Excerpts of labeled region data
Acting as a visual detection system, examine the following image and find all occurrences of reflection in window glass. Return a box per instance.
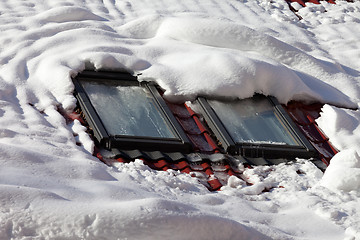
[208,96,299,145]
[81,81,177,138]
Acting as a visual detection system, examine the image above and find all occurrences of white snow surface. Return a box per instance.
[0,0,360,240]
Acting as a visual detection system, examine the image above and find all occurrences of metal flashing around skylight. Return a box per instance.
[73,71,191,152]
[197,95,318,159]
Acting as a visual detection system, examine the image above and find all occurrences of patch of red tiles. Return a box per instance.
[284,102,338,166]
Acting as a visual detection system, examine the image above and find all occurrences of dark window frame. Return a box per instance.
[73,70,192,153]
[197,96,318,159]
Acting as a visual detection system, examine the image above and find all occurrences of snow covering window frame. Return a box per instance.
[197,95,318,159]
[73,70,192,153]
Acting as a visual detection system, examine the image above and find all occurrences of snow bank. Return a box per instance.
[0,0,360,239]
[321,149,360,192]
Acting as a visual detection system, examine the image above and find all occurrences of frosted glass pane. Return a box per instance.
[208,96,299,145]
[81,81,178,138]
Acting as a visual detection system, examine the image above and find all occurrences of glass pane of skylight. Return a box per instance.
[208,96,299,145]
[81,81,178,138]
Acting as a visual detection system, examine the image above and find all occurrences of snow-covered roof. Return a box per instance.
[0,0,360,239]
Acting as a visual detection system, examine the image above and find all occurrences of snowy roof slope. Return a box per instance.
[0,0,360,239]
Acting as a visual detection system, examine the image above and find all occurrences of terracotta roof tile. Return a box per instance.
[67,86,337,191]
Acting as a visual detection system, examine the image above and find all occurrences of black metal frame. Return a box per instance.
[197,97,318,159]
[73,71,192,153]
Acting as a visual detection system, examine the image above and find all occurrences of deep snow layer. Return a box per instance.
[0,0,360,239]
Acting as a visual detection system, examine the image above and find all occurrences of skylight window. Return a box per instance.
[198,95,316,158]
[74,71,191,152]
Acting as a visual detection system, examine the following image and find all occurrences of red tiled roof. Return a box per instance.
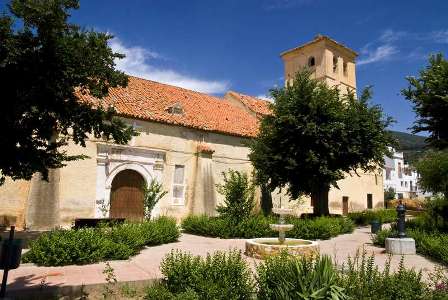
[280,34,358,57]
[227,91,271,116]
[79,76,258,137]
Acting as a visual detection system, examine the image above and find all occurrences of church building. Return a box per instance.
[0,35,384,230]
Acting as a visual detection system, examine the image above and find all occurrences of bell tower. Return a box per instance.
[280,35,358,93]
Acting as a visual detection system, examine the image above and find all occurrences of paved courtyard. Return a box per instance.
[0,227,435,291]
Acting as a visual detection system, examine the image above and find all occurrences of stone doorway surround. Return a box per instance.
[95,143,165,218]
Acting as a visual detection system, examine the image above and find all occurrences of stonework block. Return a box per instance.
[386,238,415,255]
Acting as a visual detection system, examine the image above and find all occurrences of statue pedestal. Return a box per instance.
[386,238,415,255]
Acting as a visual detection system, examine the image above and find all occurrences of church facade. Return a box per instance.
[0,36,384,230]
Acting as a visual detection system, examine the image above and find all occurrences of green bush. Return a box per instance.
[23,217,180,266]
[182,215,354,240]
[348,209,397,226]
[160,251,254,299]
[257,253,348,300]
[338,251,431,300]
[422,196,448,233]
[144,283,200,300]
[150,251,448,300]
[407,230,448,265]
[216,170,255,221]
[372,223,448,265]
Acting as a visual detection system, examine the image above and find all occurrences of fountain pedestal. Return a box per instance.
[246,208,319,259]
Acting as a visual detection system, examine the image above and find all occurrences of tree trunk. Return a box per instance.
[260,184,272,216]
[311,186,330,216]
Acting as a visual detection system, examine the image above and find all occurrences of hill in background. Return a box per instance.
[390,130,426,164]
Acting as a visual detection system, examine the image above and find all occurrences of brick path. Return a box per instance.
[0,227,435,291]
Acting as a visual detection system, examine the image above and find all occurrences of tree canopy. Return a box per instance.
[0,0,135,181]
[416,150,448,200]
[402,53,448,149]
[249,70,394,214]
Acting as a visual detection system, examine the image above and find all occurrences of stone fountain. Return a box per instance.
[246,208,319,259]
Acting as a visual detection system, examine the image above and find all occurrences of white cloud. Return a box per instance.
[379,29,409,43]
[110,38,229,94]
[429,29,448,44]
[357,44,398,65]
[256,94,274,102]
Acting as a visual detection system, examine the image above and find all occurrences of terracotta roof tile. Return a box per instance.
[79,76,258,137]
[227,91,271,116]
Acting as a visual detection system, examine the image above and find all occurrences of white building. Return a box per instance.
[383,149,431,199]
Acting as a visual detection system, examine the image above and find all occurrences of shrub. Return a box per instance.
[182,215,354,239]
[348,209,397,226]
[143,217,180,246]
[372,223,448,264]
[388,199,425,211]
[216,170,255,223]
[422,196,448,232]
[407,230,448,265]
[338,251,429,300]
[160,251,254,299]
[257,253,348,300]
[23,217,180,266]
[415,150,448,198]
[23,228,127,266]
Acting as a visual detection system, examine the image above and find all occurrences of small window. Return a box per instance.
[173,165,185,205]
[308,56,316,67]
[333,56,338,73]
[367,194,373,209]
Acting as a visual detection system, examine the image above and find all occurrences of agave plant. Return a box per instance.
[257,253,348,300]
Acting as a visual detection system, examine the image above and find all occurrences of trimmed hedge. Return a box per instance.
[372,223,448,265]
[158,250,254,299]
[348,209,397,226]
[145,251,448,300]
[23,217,180,266]
[182,215,354,240]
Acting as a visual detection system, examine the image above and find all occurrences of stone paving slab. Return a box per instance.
[0,227,436,291]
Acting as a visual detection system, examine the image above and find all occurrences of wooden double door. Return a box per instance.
[109,170,145,221]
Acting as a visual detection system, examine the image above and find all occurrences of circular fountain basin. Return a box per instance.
[246,238,319,259]
[269,224,294,231]
[272,207,294,215]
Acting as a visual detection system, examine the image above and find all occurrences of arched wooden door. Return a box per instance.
[109,170,145,221]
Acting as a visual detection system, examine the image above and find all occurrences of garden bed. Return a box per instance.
[23,217,180,266]
[182,215,355,240]
[348,209,397,226]
[145,251,448,300]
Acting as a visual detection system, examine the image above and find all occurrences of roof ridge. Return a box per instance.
[126,74,224,100]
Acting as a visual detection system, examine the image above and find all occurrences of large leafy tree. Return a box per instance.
[0,0,134,181]
[250,70,394,215]
[402,53,448,149]
[416,150,448,199]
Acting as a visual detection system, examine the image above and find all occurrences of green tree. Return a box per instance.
[0,0,135,182]
[216,170,255,221]
[402,53,448,149]
[249,70,394,215]
[415,150,448,200]
[143,179,168,220]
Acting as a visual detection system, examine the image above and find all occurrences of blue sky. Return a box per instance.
[3,0,448,131]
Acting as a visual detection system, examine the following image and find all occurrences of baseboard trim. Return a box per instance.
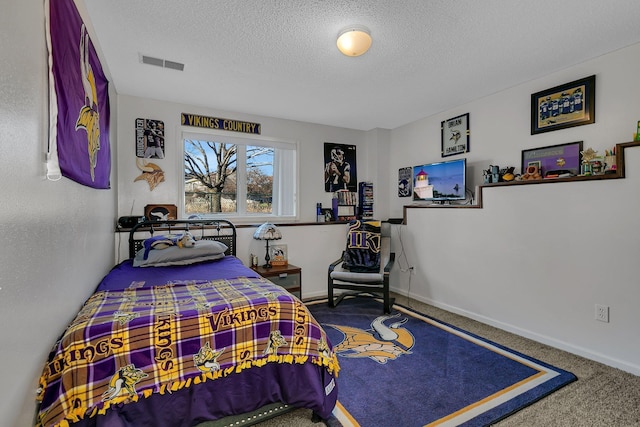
[391,289,640,376]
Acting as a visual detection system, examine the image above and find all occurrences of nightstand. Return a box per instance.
[251,264,302,299]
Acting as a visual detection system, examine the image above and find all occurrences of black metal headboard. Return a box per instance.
[129,219,236,258]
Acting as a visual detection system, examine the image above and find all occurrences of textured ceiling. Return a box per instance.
[84,0,640,130]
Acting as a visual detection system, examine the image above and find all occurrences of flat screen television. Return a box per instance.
[413,159,467,203]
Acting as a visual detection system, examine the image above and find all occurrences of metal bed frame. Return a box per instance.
[129,219,237,258]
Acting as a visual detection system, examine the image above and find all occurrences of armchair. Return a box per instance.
[327,223,395,313]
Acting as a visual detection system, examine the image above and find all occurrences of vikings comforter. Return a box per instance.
[37,257,339,426]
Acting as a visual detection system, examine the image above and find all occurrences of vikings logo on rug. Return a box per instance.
[325,313,415,365]
[45,0,111,188]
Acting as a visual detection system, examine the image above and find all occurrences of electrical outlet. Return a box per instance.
[596,304,609,323]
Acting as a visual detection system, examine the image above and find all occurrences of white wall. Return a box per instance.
[118,96,376,222]
[0,0,116,426]
[118,96,378,298]
[389,41,640,374]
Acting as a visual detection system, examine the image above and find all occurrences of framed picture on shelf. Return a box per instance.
[322,208,335,222]
[521,141,582,177]
[531,75,596,135]
[398,166,413,197]
[144,205,178,221]
[440,113,470,157]
[269,245,289,265]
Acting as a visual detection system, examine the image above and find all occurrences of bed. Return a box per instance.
[36,220,340,427]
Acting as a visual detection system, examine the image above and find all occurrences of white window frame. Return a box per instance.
[176,127,300,223]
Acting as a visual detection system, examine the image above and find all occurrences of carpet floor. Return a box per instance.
[259,295,640,427]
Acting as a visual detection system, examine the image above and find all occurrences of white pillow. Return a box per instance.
[133,240,228,267]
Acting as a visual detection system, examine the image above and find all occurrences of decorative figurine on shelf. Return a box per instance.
[500,166,516,182]
[518,164,542,181]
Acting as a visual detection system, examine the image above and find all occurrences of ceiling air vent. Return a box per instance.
[140,54,184,71]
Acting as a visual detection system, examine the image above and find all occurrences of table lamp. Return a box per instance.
[253,222,282,268]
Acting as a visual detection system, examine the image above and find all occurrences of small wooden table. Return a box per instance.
[251,264,302,299]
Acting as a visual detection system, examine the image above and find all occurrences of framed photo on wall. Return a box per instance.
[531,75,596,135]
[324,142,358,193]
[136,118,164,159]
[440,113,470,157]
[144,205,178,221]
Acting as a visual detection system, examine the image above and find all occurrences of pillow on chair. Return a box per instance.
[342,220,381,272]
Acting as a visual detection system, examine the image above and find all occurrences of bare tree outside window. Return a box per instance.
[184,139,274,214]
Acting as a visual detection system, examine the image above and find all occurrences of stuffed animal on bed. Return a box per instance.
[143,231,196,259]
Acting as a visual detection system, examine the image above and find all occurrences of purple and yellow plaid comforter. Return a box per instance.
[38,278,339,426]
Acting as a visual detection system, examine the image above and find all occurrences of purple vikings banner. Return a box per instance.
[45,0,111,188]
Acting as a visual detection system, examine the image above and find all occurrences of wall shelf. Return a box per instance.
[402,141,640,224]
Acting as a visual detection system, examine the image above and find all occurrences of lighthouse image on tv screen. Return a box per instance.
[413,159,466,203]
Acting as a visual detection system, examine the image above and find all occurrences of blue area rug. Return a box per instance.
[307,298,576,427]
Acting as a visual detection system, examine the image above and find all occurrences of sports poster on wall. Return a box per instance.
[324,142,358,193]
[136,119,164,159]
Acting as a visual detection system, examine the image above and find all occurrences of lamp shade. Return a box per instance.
[253,222,282,240]
[336,25,371,56]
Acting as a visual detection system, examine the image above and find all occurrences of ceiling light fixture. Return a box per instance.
[336,25,371,56]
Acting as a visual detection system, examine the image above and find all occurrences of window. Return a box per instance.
[182,132,298,219]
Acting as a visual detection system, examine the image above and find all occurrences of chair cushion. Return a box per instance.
[343,220,380,272]
[331,270,384,284]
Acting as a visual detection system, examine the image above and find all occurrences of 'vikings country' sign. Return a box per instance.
[180,113,261,135]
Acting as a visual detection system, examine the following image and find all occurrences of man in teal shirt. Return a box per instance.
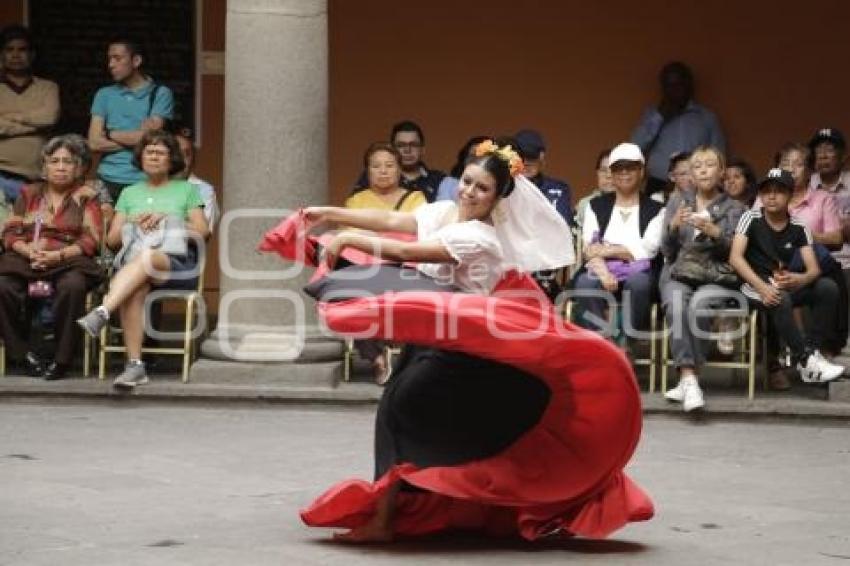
[89,39,174,201]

• Goal: Put the lines of the items into a JSON list of strings, one string per line and no blank lines. Cover only the lines from the line with "ceiling. Return a box per instance." up to and including the line with "[37,257,339,426]".

• Written response:
[
  "Acting as a visual detection system, examine the image above and find all occurrences of textured ceiling. Return a box per instance.",
  "[84,0,640,130]",
  "Acting as a visual detection system, examine the image above and find all occurrences of flat screen television. Return a box per instance.",
  "[413,159,467,203]",
  "Acting as a visual detection system, examine the image above and find all occurrences of metal bed frame. Return a box per instance.",
  "[129,219,237,258]",
  "Acting as a visual detection system, examine the image above and find all occurrences of armchair. Return a box per instance.",
  "[327,223,395,313]",
  "Acting as a visual detection system, examine the image above and find all occurrences of vikings comforter. Return a box per instance.",
  "[37,257,339,426]"
]